[Saved entries]
-*-
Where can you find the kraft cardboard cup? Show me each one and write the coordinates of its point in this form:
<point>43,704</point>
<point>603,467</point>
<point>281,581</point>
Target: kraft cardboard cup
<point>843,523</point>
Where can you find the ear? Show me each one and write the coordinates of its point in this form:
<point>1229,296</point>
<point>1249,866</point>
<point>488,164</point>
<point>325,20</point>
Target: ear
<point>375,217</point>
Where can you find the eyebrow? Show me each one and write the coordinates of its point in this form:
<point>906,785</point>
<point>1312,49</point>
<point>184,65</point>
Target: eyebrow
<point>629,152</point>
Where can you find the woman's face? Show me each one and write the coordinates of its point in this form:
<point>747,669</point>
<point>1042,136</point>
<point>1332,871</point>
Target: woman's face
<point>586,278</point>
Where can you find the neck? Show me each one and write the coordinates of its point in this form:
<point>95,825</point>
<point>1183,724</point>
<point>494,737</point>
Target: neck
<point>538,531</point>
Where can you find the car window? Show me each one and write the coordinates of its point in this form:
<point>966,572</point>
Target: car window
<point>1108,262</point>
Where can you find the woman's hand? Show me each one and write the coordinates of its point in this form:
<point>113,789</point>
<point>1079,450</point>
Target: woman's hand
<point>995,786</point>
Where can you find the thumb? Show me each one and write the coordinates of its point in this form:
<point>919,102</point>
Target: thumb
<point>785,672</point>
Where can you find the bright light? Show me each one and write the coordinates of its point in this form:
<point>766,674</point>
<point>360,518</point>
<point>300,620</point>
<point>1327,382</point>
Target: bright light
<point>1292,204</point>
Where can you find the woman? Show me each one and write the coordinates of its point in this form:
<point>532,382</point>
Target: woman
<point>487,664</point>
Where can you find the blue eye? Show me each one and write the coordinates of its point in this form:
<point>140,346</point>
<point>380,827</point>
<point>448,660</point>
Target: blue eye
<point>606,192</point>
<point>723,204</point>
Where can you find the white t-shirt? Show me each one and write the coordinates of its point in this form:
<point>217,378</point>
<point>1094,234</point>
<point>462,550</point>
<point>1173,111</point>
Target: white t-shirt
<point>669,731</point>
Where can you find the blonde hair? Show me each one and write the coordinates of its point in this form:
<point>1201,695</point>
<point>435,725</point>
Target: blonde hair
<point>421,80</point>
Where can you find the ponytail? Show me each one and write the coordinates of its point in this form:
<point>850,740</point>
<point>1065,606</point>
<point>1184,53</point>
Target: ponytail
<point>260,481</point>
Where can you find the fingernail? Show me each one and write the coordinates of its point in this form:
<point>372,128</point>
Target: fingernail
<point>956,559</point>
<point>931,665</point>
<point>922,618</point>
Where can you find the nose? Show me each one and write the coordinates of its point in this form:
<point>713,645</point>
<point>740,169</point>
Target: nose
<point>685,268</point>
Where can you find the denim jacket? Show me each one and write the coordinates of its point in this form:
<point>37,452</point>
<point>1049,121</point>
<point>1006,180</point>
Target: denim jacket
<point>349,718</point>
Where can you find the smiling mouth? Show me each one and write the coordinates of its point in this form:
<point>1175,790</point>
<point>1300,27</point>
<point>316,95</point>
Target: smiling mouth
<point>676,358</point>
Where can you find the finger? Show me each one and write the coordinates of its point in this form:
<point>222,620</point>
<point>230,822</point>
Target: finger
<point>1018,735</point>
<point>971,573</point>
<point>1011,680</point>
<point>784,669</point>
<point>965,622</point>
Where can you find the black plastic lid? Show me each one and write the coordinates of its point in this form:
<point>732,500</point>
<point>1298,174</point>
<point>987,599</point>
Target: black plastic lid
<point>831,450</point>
-*-
- [GOAL OF THE EXERCISE]: From the entries above, give again exactly the lines running from the line with "Where can you find the car" to the line with "<point>448,660</point>"; include both of those lines.

- [OUTPUT BELOW]:
Where can you find the car window? Show me each one and write the coordinates of its point in this form:
<point>966,572</point>
Target: car window
<point>1108,262</point>
Where can you find the woman's hand? Show me each one and write the coordinates of its point in this form:
<point>113,789</point>
<point>1079,450</point>
Target: woman's hand
<point>995,786</point>
Where can you find the thumb? Show me each one and write the coordinates of its point in this form:
<point>919,102</point>
Target: thumb
<point>785,672</point>
Where can you find the bright light? Show me each one and write the coordinates of its point in this form:
<point>766,674</point>
<point>360,518</point>
<point>300,620</point>
<point>1327,382</point>
Target: bright light
<point>1292,204</point>
Where can you find the woman? Show me each one and write the coordinates of its point in this form:
<point>532,382</point>
Target: woman
<point>487,664</point>
Where can you find the blue eye? Show me each one and write the coordinates of its point in this form:
<point>140,346</point>
<point>380,827</point>
<point>448,660</point>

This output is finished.